EXERCISE DESCRIPTION:
Beneath this task are records; print exactly the stretch of them from the line with "object_class: fern" through the line with "object_class: moss-covered boulder", both ends included.

PROVIDED INFORMATION:

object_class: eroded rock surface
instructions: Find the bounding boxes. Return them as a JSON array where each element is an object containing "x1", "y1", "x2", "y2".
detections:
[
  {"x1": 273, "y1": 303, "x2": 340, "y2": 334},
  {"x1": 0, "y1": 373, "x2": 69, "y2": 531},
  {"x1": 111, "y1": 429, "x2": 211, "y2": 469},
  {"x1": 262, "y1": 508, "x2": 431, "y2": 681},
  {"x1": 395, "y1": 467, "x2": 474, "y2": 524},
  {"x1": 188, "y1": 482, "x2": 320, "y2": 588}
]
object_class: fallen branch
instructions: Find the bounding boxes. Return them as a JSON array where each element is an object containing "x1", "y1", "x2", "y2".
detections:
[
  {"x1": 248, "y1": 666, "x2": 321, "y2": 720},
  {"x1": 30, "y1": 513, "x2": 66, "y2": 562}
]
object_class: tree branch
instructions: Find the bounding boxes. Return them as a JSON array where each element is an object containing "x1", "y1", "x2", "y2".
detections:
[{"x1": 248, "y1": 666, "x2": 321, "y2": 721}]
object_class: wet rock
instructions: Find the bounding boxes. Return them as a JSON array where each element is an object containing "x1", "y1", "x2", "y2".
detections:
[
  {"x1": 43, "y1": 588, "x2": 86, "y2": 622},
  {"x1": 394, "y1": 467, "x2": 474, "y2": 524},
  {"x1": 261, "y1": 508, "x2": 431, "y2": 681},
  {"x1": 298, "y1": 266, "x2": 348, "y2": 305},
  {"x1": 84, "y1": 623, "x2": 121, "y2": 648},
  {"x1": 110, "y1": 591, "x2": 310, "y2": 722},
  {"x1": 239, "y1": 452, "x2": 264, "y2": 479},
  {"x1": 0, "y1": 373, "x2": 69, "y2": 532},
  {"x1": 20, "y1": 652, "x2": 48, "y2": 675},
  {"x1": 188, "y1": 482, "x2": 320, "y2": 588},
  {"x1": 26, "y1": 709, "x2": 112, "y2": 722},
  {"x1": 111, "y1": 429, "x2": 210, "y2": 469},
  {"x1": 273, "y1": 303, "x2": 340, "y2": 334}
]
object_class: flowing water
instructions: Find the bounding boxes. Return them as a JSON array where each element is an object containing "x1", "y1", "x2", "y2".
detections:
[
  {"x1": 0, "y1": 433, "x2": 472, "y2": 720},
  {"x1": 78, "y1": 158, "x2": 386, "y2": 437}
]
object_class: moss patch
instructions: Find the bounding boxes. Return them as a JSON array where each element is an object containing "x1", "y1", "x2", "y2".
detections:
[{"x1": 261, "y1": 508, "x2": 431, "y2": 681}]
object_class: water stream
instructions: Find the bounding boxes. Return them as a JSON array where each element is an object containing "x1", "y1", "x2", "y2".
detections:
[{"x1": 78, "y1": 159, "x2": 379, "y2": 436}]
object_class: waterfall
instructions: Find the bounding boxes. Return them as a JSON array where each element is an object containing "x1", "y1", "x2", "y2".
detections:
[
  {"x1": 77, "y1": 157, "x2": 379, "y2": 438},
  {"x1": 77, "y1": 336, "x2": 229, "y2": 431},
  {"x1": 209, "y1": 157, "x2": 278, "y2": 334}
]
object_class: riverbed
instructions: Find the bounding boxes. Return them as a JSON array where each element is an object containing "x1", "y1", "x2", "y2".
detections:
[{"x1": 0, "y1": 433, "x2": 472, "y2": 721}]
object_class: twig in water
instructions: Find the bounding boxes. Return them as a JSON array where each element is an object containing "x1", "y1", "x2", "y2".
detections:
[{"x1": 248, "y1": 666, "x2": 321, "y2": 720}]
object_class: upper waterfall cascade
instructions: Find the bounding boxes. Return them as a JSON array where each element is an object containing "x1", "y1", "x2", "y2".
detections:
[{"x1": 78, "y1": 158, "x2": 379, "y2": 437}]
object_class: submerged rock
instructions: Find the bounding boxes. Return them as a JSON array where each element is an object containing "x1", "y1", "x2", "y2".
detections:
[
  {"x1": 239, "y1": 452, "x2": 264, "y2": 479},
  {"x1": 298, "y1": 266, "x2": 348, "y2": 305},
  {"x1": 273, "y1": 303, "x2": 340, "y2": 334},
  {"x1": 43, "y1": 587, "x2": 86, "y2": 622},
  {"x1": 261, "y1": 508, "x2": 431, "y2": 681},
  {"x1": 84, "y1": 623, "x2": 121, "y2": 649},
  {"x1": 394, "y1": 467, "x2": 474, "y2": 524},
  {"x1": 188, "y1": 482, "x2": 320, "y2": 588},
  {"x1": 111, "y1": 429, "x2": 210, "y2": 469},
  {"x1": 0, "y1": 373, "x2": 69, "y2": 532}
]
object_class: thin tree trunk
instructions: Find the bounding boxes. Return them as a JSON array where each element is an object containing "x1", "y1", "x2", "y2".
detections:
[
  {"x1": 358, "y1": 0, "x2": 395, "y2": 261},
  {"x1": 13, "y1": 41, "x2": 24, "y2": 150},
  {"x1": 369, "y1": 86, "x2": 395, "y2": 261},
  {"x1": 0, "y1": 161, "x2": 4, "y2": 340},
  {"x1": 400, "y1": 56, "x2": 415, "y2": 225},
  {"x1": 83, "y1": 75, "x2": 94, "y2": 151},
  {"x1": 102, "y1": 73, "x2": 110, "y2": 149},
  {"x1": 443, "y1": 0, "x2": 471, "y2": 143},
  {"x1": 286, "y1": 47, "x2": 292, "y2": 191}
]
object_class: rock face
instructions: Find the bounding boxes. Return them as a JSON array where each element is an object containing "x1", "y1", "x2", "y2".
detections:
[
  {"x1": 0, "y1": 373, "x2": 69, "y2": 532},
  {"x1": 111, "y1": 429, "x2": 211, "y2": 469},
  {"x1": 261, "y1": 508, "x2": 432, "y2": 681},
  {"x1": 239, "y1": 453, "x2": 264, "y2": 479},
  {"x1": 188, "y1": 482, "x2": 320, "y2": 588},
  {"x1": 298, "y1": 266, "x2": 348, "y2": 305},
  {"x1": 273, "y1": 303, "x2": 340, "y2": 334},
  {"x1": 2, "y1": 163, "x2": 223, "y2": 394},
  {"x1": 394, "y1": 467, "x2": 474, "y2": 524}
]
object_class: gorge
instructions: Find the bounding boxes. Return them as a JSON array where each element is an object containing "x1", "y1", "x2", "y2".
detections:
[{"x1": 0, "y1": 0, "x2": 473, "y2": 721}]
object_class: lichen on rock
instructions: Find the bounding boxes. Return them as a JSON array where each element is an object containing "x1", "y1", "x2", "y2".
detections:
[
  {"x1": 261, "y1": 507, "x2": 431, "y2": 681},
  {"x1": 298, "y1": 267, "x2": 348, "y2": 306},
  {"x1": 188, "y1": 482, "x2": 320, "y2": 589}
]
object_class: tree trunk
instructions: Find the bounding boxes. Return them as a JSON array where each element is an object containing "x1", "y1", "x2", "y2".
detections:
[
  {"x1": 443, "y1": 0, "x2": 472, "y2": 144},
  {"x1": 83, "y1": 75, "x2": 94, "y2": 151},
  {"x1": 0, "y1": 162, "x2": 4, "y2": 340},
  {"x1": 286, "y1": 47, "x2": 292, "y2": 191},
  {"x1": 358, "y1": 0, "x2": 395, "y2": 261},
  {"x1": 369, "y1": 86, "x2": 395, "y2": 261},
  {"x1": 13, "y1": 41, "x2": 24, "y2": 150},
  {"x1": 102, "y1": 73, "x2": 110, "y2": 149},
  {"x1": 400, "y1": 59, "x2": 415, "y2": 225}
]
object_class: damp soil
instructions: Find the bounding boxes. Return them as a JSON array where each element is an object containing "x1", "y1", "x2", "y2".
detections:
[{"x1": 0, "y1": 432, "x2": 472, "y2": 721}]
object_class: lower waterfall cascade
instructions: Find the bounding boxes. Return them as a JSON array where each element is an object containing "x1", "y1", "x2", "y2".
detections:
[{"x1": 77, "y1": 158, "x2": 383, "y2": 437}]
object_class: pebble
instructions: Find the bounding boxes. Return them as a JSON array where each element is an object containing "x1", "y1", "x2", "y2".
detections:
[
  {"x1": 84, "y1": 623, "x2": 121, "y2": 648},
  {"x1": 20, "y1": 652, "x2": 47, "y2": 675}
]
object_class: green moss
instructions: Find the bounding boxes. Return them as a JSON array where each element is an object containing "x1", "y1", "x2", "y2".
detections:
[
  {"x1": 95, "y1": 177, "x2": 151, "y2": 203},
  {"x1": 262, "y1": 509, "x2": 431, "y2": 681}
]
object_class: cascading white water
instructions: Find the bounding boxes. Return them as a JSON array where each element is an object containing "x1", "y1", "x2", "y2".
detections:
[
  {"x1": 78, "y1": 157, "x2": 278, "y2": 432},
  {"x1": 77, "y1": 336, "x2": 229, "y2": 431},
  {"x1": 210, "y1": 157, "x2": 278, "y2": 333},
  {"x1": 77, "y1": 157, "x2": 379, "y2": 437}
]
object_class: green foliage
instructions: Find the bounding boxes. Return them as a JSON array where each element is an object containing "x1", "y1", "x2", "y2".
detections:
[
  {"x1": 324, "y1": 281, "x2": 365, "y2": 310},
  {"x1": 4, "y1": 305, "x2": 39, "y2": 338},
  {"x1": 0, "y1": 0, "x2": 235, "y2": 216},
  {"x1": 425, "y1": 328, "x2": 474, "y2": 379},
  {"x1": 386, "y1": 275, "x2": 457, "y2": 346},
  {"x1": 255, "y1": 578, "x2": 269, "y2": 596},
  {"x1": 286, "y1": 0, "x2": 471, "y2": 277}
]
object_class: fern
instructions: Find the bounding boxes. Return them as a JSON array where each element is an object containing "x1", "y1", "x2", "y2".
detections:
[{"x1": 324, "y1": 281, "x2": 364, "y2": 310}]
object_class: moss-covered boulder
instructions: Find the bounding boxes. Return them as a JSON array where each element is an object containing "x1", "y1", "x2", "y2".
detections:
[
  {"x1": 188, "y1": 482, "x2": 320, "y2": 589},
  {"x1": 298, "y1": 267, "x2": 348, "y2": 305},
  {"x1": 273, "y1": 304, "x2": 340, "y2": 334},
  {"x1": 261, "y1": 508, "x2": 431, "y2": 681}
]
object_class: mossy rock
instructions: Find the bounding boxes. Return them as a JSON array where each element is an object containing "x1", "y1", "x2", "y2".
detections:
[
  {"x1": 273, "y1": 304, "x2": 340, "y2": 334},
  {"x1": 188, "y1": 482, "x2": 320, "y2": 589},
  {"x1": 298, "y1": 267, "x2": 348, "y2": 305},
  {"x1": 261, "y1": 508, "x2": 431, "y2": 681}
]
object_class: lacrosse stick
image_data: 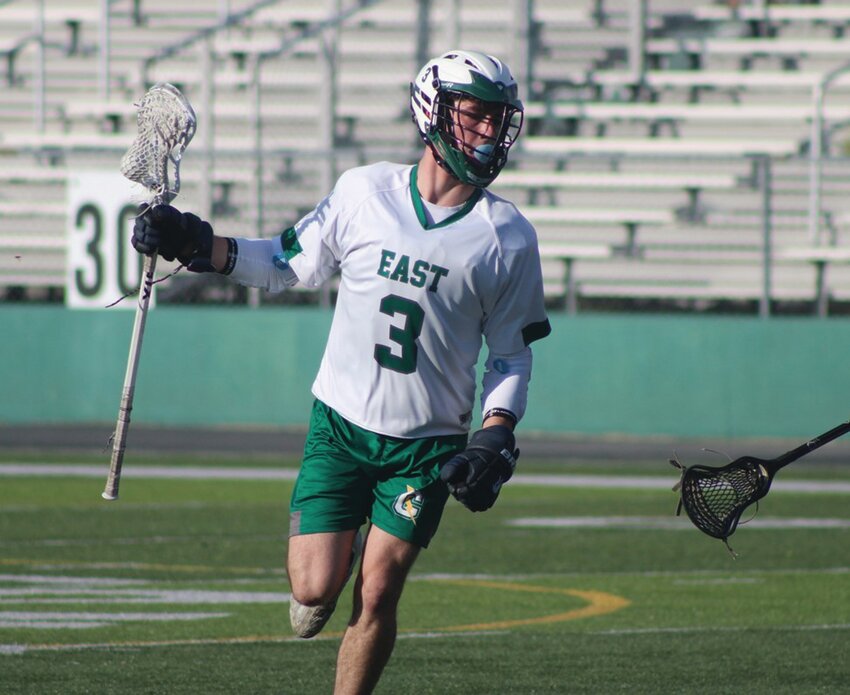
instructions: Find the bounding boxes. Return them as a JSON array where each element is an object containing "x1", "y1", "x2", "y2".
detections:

ANSWER FOR THIS EXERCISE:
object_class: fern
instructions: Find the bounding boxes. Return them as a JSON array where each element is an object containing "x1", "y1", "x2", "y2".
detections:
[{"x1": 324, "y1": 281, "x2": 364, "y2": 310}]
object_class: moss-covered boulder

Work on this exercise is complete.